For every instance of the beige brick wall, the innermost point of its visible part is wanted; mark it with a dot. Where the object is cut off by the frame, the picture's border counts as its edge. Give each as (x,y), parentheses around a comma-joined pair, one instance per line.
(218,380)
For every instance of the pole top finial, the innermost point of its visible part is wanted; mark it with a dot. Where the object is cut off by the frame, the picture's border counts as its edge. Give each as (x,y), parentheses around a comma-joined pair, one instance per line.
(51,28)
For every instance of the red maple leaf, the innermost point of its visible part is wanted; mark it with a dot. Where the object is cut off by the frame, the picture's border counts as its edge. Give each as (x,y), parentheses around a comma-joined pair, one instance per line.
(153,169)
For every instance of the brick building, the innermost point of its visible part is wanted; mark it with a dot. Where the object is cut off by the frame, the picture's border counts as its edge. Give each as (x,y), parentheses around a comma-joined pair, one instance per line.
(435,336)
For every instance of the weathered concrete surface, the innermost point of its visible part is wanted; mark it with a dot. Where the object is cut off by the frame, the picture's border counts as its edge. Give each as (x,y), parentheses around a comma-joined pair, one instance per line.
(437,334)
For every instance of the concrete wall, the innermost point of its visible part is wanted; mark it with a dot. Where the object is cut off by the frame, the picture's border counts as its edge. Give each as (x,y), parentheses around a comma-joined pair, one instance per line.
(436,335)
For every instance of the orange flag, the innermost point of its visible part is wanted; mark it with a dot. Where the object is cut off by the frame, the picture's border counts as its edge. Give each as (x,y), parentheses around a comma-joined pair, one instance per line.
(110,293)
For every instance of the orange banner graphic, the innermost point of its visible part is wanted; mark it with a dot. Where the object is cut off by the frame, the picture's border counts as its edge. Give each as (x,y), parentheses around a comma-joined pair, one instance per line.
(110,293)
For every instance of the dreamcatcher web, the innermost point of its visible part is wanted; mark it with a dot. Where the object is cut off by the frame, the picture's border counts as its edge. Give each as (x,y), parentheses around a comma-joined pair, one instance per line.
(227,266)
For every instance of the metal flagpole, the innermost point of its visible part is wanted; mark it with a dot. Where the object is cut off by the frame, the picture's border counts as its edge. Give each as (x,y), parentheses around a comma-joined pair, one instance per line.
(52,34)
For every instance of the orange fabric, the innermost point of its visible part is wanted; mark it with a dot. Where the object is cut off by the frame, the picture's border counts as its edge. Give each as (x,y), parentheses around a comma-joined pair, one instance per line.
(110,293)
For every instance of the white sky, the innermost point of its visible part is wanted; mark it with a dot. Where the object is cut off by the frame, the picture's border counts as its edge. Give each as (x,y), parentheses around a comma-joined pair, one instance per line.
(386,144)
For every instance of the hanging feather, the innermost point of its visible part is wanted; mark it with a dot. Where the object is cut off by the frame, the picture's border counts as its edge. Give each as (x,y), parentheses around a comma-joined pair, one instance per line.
====
Exercise brief:
Output the records in full, exactly.

Result of the task:
For every instance of the beige brick wall, the innermost point of its visible part is wanted; mark it with a dot. Where the object is cut off by the frame, the picture's border counts as its edge. Give each as (x,y), parentheses around a comma-joined pair, one instance per line.
(218,380)
For every instance of the pole top finial, the innermost point of its visible part is wanted; mark it with a dot. Where the object is cut off by the frame, the picture's border counts as its edge. Give each as (x,y), parentheses around a comma-joined pair, one instance per line.
(51,28)
For every instance of the red maple leaf, the innermost point of its visible part is wanted; mark it with a dot. Where the object is cut off by the frame, the picture's border counts as its edge. Give each as (x,y), parentheses around a comma-joined pair, one instance per line.
(153,169)
For every instance of the brick building, the innermost point of its visible part is wanted; mark it with a dot. Where the object is cut off by the frame, the picture's border counts as its edge. Give each as (x,y), parentheses around a comma-joined pair, one instance per line.
(435,336)
For every instance of the weathered concrete surface, the innermost point of its visible part is wanted; mark it with a dot. Where the object is cut off by the frame, the picture's border counts as its edge. Give each as (x,y), parentheses around a comma-joined pair, one instance per line.
(437,334)
For every instance of the concrete wall, the innermost point of its visible part is wanted; mark it with a dot. Where the object is cut off by the frame, the picture's border counts as its edge. Give each as (x,y), parentheses around a comma-joined pair, one instance per line.
(436,335)
For every instance of the orange flag, the innermost point of its visible part is wanted; mark it with a dot. Where the object is cut off by the frame, the picture's border counts as its edge. Give each as (x,y), parentheses around a comma-joined pair, one instance per line.
(110,293)
For every instance of the orange banner graphic, the innermost point of its visible part is wanted; mark it with a dot. Where the object is cut off by the frame, the picture's border counts as its edge. Give each as (x,y), parentheses around a comma-joined pair, one instance per line.
(110,293)
For every instance of the dreamcatcher web, the innermost point of its visible part is wanted; mark it with a dot. Where the object is cut off by the frame, the picture's border counts as its edge. Give each as (x,y), parentheses around a comma-joined pair, one instance per line.
(227,266)
For every instance of the metal flagpole, the innermost point of its visible part is wanted; mark it with a dot. Where the object is cut off by the frame, the picture's border counts as its edge. Give each as (x,y), parentheses around a comma-joined pair, one instance per line.
(52,34)
For every instance of the orange fabric, the innermost point of its visible part is wanted; mark it with a dot. Where the object is cut off by the frame, the picture's border counts as its edge. Give each as (x,y), parentheses around a comma-joined pair, one instance per line.
(110,293)
For every instance of the white sky, the innermost point of its visible part is wanted; mark it with a dot. Where the object is cut off by the frame, the picture's border counts as its edge. Give each as (x,y), parentheses around a comma-joined pair, one instance per line.
(386,144)
For every instance of the hanging feather, the innermost point of its visible part is wanted; mark it with a dot. Where the object is cut off by the frame, the picture's border counts as its edge. Give each as (x,y), parentheses around a comma-joined pair, one instance per line.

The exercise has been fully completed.